■ AIM OF THE TASK: Translate this sentence from the album review below into Spanish: "Listening to this new edition is an experience of great ambivalence."
*** PAGE
The present recording appears to have been made in 1961 for Nat Hentoff's Candid Records, when Massey was 32. It was immediately lost and forgotten, then rediscovered and released for the first time, posthumously, in 1987. As for Massey, he died of a heart attack in 1972 at the age of 43, the night after he had seen the preview performance of Lady Day: A Musical Tragedy, to which he had contributed several songs.

Listening to this new edition is an experience of great ambivalence. The music is as original as it is conventional and accessible. It's as well played as it is occasionally somewhat ragged and amateurish in its construction and execution. Jimmy Garrison's bass on "Blues to Coltrane" gets the proceedings off to a strong, reassuring start, but his resonant sound subsequently gets lost in the audio mix until a second unaccompanied walking bass solo later in the program. Massey's trumpet at times reveals a minimalist quality reminiscent of Miles Davis' seminal Walkin' session (Prestige 1954). Julius Watkins' French horn proves a gratuitous solo instrument, limiting the already brief playing time of the leader. Patti Bown, despite her impressive credits, is on this occasion a "dabbling" pianist (on an out-of-tune piano at that), her feathery touch making it difficult to appreciate her contributions or even to distinguish her comping from her soloing.
******
*** STORED ROWS
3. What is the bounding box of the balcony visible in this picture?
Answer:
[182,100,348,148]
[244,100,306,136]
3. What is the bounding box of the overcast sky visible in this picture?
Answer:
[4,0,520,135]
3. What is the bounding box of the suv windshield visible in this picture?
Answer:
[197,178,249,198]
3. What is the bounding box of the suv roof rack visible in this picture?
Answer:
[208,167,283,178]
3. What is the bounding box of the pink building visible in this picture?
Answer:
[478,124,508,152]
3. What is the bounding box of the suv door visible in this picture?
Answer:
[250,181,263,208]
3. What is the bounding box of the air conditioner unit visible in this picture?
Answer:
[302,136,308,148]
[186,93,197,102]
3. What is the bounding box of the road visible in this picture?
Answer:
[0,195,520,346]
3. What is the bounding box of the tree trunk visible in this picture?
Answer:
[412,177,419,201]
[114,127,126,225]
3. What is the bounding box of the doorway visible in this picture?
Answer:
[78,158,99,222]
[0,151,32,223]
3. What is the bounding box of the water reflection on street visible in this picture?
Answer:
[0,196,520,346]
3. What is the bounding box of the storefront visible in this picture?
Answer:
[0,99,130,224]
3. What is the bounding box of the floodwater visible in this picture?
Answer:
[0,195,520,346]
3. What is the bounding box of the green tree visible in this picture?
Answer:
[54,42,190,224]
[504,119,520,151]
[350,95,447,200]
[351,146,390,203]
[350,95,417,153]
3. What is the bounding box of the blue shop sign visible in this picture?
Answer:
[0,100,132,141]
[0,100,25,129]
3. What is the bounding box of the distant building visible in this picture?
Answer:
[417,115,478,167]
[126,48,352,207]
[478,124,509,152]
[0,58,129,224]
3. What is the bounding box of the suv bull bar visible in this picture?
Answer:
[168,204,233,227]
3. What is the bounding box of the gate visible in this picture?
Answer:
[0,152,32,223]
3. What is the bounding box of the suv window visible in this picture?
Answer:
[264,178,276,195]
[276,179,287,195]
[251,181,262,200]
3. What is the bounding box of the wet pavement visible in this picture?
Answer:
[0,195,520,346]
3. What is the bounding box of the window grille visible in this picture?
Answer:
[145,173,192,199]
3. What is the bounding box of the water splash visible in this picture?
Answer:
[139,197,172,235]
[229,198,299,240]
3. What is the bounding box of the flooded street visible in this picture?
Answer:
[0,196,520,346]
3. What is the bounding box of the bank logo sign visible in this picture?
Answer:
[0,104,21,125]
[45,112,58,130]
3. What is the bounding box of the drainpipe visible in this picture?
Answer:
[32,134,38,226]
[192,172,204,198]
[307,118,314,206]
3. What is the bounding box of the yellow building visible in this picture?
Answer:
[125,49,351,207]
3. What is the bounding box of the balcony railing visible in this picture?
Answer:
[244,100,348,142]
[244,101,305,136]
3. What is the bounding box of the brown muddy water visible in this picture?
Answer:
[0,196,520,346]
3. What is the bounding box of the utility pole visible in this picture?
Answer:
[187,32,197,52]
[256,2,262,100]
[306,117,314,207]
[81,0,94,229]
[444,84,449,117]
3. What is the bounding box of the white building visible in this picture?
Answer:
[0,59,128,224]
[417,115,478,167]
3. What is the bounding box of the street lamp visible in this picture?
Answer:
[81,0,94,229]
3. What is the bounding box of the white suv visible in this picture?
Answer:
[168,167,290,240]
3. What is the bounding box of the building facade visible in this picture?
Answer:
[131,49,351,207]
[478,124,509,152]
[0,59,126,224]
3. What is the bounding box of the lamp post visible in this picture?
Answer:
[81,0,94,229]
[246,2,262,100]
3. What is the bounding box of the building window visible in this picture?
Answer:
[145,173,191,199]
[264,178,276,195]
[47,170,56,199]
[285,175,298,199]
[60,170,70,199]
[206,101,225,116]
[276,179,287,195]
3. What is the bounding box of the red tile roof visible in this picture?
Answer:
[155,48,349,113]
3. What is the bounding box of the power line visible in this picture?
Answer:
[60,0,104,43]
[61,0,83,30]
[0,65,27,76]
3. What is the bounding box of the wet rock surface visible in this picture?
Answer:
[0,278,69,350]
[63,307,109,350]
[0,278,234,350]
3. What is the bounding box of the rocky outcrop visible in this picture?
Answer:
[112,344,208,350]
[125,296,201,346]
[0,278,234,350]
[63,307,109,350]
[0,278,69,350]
******
■ REPLY TO THE TASK: Escuchar esta nueva edición es una experiencia de gran ambivalencia.